• _What to produce_: Find every line in the records below that contains the word "window" and copy each one out.

Records
═══

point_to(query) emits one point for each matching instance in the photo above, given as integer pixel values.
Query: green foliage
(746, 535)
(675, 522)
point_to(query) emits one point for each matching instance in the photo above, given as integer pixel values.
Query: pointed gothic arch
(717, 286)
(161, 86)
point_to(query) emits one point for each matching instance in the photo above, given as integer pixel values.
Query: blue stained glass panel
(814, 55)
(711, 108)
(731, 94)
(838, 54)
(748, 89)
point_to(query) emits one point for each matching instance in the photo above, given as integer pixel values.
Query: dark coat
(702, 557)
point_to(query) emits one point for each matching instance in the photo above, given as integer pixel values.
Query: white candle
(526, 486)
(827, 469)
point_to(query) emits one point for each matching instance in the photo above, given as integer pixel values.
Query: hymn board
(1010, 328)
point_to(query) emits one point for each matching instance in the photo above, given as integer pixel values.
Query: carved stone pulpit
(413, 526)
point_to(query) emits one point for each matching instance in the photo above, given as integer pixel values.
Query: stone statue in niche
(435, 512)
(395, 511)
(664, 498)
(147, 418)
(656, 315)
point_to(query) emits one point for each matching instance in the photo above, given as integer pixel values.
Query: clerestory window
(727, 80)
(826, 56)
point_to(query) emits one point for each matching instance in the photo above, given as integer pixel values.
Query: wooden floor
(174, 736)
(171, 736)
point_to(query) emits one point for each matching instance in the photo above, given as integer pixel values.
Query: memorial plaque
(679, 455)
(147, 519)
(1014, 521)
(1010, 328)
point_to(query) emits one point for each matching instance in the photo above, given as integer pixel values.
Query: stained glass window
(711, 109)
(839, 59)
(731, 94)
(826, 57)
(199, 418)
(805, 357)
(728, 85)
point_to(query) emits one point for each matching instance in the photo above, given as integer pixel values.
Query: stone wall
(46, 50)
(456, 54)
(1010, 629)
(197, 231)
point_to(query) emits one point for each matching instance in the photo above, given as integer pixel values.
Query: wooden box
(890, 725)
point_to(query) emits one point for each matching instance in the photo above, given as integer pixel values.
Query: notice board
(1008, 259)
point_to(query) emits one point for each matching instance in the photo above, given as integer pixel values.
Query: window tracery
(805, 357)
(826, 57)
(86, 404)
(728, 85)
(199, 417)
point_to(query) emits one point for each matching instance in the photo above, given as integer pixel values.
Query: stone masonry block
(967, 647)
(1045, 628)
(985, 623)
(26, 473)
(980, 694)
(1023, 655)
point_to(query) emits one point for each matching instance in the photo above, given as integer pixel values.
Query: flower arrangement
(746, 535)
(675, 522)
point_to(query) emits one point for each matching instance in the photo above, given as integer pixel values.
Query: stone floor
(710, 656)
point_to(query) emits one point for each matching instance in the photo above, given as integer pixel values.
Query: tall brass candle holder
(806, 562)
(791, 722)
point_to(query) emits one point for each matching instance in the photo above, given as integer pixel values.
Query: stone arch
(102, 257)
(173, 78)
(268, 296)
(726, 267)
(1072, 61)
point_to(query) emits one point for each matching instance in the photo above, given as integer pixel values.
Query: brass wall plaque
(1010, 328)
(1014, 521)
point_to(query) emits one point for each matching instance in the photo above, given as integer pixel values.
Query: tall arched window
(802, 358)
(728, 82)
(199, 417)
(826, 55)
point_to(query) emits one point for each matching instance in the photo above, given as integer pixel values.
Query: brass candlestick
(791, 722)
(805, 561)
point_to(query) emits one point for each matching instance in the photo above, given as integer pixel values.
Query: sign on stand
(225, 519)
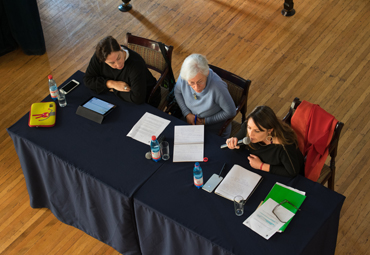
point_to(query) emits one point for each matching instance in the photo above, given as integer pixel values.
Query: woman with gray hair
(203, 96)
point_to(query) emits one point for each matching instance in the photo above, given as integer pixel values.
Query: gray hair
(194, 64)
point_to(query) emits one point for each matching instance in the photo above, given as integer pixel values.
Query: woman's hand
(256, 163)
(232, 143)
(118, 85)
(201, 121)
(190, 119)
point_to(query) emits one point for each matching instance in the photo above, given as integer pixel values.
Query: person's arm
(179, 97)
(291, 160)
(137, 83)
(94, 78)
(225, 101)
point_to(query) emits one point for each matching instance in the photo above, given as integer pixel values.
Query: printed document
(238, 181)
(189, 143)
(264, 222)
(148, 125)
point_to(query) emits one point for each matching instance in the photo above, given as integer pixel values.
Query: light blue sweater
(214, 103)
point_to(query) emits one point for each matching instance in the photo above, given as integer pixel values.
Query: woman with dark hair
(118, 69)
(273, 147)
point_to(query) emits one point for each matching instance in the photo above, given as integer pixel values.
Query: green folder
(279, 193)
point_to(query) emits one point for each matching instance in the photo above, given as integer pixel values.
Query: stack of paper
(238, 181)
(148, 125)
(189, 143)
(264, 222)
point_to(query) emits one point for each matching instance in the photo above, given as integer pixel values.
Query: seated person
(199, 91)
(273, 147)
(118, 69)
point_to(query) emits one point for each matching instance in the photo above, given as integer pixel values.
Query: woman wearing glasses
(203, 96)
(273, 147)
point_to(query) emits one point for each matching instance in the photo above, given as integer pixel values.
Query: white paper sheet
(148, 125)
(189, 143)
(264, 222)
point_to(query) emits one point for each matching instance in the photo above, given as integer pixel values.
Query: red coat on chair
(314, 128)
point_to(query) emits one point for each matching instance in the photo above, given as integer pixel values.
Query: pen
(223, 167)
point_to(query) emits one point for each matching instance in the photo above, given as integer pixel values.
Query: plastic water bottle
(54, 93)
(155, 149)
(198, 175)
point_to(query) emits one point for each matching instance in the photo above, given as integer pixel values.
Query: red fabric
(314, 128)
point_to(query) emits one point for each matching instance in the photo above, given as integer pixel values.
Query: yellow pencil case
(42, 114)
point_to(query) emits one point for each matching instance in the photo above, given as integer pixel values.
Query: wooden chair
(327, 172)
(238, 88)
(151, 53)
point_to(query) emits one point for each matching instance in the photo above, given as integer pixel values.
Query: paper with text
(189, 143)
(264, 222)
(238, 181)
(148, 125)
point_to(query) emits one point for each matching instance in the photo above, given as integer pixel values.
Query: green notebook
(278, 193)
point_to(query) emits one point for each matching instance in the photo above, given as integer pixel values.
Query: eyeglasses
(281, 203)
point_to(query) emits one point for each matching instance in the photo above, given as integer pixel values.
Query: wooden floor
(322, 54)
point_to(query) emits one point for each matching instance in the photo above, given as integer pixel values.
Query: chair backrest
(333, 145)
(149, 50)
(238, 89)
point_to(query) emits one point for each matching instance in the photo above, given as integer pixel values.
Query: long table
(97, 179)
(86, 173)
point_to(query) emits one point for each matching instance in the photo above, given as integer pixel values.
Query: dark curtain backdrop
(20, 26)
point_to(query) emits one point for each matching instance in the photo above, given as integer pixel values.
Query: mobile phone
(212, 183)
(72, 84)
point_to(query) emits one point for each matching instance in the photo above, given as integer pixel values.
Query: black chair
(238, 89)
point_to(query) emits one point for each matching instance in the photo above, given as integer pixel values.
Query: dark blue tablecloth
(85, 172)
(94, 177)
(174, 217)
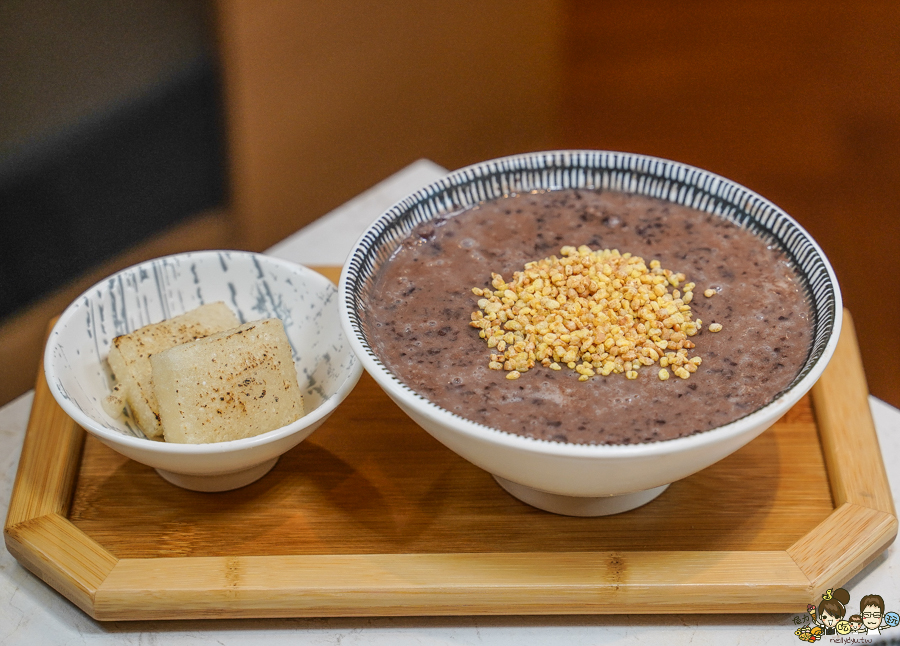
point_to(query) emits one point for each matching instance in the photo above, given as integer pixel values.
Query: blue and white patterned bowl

═══

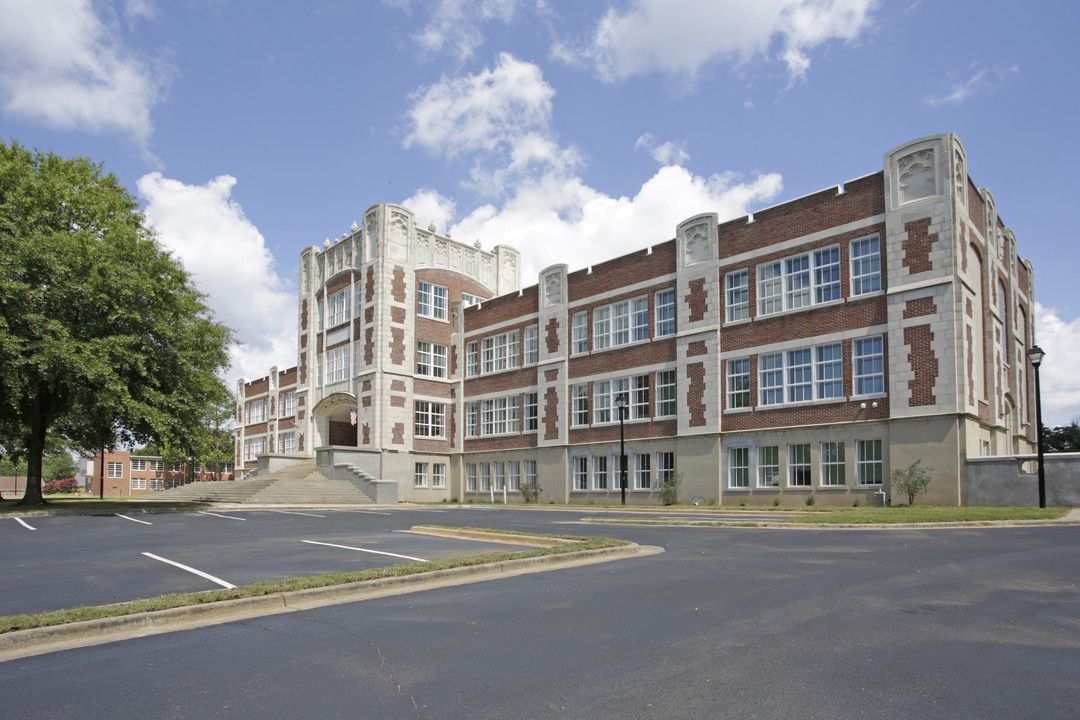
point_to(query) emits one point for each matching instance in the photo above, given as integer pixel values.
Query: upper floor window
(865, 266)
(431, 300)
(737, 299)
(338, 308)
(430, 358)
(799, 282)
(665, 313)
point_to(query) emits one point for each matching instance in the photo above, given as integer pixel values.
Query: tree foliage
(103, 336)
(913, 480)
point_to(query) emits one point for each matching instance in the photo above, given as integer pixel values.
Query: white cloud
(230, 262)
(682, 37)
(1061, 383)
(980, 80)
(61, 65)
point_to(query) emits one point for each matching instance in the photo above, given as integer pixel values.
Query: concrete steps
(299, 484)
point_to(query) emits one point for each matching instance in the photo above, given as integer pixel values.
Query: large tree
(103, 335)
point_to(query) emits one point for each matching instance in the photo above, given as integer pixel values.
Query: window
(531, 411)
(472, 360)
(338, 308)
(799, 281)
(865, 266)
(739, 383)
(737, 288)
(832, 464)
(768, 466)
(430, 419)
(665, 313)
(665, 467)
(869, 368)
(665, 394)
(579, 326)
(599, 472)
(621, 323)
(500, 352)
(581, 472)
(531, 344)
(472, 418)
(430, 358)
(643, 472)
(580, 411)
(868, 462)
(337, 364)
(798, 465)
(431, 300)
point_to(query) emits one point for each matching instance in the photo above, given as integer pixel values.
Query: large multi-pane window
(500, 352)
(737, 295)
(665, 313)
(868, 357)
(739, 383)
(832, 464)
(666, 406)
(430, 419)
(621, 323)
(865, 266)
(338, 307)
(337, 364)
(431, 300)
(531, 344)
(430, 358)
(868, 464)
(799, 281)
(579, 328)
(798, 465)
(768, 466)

═══

• _Task solution_:
Query: clerestory window
Query: stained glass window
Query: window tracery
Query: tall arched window
Query: upper floor window
Query: window
Query: large multi-pane window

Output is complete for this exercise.